WORK INSTRUCTIONS
Gather every line of the records that contains the word "covered" and copy each such line in full.

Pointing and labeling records
----

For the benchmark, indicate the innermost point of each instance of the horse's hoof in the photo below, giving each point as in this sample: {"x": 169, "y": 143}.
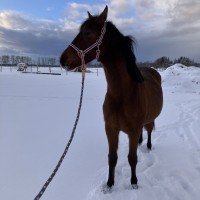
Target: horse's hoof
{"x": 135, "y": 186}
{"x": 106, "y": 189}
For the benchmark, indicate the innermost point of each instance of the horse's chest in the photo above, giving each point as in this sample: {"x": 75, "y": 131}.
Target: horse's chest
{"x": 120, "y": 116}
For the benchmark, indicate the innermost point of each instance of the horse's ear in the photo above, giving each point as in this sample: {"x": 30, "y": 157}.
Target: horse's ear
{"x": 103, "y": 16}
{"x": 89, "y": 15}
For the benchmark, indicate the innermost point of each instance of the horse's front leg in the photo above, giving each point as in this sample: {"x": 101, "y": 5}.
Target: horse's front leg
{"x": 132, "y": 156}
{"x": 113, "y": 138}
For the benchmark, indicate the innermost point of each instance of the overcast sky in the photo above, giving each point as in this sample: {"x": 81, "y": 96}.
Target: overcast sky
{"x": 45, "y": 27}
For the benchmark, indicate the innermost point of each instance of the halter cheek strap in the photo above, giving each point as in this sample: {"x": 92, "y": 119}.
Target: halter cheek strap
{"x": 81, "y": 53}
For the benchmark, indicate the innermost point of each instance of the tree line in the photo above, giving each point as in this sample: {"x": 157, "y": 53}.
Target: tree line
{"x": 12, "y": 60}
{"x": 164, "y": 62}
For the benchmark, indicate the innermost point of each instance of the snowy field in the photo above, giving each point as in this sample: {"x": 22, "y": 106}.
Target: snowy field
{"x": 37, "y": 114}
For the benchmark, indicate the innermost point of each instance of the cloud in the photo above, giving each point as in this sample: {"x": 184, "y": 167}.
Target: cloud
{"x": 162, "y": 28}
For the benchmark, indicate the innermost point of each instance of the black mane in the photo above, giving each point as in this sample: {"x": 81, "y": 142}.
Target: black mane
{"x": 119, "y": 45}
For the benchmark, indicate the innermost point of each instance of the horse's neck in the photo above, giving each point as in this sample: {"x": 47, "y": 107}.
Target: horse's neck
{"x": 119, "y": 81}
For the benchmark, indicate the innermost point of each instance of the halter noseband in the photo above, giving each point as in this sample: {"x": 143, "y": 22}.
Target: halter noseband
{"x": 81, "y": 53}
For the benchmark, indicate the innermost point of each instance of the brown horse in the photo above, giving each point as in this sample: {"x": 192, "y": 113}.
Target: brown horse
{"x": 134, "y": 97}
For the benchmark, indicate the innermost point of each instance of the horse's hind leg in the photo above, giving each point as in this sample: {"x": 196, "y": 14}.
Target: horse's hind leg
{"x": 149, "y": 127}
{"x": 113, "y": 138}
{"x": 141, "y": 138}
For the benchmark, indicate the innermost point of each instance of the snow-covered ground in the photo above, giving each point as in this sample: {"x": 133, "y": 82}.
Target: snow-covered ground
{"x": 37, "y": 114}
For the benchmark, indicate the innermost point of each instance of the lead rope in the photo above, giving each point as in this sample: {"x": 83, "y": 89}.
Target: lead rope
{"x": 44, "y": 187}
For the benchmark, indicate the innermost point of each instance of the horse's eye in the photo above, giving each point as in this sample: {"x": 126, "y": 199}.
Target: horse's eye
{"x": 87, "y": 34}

----

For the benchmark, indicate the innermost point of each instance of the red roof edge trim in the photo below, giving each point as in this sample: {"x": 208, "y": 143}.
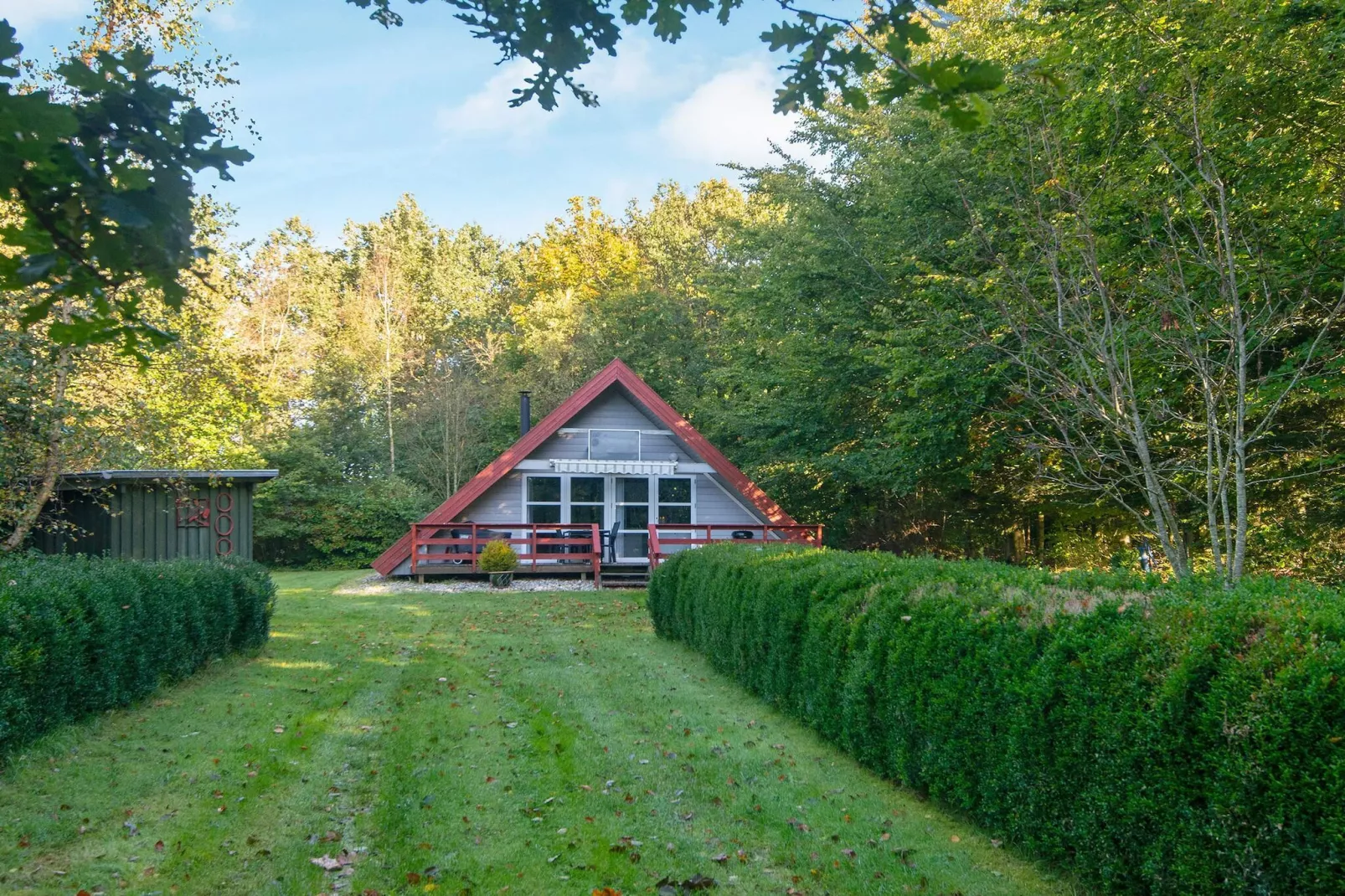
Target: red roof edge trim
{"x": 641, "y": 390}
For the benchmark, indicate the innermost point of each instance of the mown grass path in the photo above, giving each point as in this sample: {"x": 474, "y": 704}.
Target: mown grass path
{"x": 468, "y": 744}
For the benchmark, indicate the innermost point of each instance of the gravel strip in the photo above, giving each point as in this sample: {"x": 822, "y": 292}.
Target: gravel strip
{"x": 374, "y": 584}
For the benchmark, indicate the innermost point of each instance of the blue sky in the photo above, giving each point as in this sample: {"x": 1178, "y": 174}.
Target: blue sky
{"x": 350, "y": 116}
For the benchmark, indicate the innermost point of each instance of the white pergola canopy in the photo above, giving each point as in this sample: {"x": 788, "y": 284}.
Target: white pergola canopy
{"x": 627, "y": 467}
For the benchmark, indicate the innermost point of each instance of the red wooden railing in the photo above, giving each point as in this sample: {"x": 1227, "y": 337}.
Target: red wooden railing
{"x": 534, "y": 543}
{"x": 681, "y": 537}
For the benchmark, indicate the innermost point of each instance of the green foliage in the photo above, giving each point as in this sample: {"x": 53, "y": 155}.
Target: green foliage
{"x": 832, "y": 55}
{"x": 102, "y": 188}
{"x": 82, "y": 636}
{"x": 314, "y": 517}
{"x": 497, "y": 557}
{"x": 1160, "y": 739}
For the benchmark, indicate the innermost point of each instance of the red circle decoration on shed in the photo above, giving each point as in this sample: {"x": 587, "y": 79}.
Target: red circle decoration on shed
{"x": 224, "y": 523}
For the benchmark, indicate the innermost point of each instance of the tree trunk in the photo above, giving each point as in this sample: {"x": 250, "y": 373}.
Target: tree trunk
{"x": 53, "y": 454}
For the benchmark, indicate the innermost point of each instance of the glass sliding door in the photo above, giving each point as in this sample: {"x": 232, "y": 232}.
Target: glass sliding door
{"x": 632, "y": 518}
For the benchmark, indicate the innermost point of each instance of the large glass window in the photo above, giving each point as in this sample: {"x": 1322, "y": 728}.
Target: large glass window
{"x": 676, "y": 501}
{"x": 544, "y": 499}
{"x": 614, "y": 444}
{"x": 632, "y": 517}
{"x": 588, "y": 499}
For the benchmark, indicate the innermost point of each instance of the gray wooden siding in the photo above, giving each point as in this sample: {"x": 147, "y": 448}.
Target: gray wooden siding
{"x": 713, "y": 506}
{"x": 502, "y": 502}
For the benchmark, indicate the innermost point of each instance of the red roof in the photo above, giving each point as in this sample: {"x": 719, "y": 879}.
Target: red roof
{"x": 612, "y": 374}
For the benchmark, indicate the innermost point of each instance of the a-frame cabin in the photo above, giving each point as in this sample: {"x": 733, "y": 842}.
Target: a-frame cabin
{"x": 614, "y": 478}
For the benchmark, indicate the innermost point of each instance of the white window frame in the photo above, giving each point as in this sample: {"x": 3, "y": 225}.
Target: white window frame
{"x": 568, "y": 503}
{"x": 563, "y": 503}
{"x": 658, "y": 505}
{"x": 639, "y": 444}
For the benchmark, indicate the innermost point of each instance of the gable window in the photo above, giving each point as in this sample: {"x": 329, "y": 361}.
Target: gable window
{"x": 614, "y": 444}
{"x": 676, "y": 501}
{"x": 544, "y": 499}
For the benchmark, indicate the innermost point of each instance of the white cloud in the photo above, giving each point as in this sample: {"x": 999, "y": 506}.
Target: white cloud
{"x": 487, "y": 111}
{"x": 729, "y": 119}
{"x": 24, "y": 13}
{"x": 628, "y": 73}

----

EXERCISE SOLUTION
For the benchmark, indicate the innermost point of each instance of the snow-covered ground in the photo above, giving each point as in this sample: {"x": 133, "y": 82}.
Target: snow-covered ground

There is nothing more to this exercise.